Starting from the line containing "Reviewer note: check that every instance of the cgt", write out every remaining line exactly, the last one included.
-------- MATERIAL PROVIDED --------
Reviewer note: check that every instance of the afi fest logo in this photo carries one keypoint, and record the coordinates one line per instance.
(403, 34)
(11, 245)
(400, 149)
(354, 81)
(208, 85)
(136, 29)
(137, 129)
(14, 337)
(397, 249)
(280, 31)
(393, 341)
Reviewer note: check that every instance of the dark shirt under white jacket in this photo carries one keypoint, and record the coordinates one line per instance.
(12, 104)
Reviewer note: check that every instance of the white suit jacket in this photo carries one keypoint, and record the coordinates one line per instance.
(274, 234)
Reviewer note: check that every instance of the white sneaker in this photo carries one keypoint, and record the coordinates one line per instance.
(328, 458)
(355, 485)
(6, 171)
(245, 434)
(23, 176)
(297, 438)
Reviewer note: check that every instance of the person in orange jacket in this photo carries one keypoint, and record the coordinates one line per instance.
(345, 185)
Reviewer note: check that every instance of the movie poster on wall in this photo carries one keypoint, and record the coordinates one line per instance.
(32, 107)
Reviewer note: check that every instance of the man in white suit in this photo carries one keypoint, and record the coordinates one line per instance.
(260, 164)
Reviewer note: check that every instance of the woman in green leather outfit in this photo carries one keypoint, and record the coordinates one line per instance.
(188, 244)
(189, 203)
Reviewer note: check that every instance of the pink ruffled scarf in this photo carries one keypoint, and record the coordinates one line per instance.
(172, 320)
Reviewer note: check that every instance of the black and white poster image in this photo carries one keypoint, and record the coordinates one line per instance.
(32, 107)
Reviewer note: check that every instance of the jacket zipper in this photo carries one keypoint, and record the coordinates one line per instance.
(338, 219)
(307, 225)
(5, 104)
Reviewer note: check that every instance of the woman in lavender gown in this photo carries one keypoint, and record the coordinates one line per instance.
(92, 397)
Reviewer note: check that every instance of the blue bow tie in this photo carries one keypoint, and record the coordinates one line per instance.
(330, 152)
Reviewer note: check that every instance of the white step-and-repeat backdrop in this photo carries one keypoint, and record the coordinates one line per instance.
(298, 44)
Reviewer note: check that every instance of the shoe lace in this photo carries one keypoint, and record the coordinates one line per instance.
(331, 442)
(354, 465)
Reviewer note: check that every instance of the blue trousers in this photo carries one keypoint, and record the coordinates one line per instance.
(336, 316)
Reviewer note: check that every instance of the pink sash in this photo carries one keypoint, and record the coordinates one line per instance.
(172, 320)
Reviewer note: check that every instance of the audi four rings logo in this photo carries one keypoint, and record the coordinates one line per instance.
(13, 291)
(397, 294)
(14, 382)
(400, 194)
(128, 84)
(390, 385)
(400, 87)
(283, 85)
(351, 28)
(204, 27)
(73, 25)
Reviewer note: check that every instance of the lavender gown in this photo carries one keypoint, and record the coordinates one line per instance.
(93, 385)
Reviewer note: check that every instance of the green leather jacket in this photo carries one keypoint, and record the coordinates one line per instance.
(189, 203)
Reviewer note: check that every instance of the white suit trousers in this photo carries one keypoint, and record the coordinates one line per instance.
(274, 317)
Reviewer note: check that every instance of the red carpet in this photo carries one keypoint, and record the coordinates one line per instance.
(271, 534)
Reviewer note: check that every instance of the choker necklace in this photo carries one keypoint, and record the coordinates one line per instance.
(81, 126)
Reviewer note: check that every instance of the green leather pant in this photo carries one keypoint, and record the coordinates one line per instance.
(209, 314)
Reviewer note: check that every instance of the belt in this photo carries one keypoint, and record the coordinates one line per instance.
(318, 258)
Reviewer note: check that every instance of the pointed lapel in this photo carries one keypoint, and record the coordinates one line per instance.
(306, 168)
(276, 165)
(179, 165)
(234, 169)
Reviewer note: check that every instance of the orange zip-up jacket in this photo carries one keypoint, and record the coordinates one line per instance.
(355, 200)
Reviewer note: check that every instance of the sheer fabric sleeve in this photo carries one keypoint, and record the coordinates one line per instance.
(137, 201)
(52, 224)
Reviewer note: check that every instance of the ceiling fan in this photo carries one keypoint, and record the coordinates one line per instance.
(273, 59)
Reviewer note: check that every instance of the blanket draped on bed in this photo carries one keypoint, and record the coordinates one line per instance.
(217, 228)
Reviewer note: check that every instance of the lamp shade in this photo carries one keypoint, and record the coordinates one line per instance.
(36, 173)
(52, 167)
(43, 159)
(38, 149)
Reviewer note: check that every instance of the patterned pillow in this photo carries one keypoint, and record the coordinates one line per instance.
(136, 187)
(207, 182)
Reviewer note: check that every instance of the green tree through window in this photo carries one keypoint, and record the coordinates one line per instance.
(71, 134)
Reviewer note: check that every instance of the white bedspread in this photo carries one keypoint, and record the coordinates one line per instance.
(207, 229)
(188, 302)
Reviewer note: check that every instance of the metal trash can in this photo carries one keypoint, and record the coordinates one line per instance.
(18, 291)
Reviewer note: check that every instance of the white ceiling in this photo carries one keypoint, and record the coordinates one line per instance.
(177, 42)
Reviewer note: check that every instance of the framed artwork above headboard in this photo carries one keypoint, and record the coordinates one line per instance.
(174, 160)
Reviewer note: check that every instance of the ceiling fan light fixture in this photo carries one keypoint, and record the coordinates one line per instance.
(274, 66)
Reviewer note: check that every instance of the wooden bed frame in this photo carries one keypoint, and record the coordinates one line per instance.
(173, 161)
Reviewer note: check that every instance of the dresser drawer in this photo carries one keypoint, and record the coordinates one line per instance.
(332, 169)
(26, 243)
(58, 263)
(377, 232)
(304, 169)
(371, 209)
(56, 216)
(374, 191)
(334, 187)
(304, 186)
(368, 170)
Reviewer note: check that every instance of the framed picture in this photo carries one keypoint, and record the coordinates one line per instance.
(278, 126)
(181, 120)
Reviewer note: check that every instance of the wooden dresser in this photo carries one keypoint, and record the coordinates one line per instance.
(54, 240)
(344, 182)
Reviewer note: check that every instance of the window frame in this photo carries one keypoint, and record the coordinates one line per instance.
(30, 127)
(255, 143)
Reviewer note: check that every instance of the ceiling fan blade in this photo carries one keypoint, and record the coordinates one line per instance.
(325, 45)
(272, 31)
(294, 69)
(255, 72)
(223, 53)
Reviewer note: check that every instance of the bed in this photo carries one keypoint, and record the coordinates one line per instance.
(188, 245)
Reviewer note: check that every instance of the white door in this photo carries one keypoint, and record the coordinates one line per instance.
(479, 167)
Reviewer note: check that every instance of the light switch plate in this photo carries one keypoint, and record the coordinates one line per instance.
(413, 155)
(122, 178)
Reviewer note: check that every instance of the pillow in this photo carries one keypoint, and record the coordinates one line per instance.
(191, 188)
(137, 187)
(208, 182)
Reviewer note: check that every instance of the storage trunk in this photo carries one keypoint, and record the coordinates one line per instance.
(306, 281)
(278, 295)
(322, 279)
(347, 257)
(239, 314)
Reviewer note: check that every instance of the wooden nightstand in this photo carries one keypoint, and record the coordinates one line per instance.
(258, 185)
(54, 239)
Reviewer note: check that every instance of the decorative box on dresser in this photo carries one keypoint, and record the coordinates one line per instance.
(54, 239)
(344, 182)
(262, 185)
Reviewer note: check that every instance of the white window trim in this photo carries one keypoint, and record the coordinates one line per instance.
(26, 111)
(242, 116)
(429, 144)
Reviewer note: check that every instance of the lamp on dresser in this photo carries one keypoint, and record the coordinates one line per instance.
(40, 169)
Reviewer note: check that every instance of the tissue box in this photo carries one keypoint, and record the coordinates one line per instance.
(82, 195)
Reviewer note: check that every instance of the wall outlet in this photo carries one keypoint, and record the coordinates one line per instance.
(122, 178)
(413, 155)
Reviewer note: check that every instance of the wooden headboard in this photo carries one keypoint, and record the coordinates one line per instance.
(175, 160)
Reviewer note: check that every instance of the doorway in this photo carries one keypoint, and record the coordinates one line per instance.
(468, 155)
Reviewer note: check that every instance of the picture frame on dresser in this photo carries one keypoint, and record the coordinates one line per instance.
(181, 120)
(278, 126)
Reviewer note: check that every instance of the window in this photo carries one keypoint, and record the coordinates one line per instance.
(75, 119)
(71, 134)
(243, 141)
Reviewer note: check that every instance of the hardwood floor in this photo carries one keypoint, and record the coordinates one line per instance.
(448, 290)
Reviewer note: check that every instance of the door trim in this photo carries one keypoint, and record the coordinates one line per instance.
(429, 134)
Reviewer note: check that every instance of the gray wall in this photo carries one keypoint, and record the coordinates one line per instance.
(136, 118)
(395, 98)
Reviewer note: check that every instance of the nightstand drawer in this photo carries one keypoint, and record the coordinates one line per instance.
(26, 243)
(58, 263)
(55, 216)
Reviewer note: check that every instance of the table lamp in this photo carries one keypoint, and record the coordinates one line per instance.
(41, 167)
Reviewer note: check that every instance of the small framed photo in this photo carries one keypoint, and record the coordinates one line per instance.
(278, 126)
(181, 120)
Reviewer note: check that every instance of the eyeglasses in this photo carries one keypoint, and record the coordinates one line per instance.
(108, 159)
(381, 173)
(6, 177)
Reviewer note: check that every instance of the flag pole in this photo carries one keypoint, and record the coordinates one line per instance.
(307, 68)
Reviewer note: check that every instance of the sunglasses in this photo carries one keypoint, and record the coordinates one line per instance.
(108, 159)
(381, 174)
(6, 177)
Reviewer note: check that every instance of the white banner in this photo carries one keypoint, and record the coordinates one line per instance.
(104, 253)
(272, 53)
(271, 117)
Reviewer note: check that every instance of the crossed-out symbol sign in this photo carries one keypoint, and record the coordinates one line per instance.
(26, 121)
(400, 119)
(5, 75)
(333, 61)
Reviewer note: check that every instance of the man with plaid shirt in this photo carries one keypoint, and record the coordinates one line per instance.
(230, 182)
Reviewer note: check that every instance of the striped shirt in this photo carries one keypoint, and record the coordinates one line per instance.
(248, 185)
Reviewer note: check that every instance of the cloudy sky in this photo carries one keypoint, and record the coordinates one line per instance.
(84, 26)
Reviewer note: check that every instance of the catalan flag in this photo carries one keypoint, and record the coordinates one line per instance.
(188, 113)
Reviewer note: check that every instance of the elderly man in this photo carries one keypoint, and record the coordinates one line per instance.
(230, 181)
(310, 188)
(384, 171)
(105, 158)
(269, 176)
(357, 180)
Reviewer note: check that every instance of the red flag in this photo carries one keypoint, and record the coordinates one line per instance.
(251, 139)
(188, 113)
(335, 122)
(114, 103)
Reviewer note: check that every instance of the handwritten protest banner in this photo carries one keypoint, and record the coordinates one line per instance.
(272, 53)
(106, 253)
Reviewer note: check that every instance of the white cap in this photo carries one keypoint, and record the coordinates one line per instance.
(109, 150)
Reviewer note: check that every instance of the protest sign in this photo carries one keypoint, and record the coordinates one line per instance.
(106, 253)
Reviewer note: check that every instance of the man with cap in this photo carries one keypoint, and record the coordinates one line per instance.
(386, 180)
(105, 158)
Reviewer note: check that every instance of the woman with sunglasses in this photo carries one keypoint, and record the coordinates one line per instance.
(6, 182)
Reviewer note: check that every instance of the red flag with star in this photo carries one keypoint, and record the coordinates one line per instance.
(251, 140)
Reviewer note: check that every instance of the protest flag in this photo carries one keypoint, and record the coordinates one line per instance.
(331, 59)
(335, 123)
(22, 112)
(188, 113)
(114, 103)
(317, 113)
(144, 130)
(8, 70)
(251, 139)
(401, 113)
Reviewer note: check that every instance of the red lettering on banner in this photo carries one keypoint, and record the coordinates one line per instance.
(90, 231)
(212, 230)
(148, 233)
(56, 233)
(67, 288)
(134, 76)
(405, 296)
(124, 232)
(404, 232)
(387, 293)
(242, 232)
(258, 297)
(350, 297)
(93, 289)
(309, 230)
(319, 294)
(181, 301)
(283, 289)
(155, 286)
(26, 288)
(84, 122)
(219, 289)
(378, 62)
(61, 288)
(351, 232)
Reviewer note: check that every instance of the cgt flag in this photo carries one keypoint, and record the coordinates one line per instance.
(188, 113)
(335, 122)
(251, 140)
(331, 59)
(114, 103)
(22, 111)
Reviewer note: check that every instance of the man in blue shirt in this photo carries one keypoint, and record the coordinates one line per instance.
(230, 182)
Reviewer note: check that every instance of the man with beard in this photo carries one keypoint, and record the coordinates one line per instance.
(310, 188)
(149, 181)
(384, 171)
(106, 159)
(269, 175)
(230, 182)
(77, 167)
--------
== FINAL RESULT ==
Reviewer note: check that every instance of the cgt flag in this photo carries one keypoint, and record the coordinates one line per instance.
(188, 113)
(335, 122)
(251, 140)
(331, 59)
(114, 103)
(22, 111)
Reviewer note: check that every instance of the man in blue shirt in this photo carries one keypoint, and record the coordinates one line per instance.
(230, 182)
Reviewer note: check that every instance of the man with beard in this photo carries one keypoint, and record the coordinates one line per instance.
(310, 188)
(149, 181)
(384, 171)
(106, 159)
(269, 175)
(230, 182)
(77, 167)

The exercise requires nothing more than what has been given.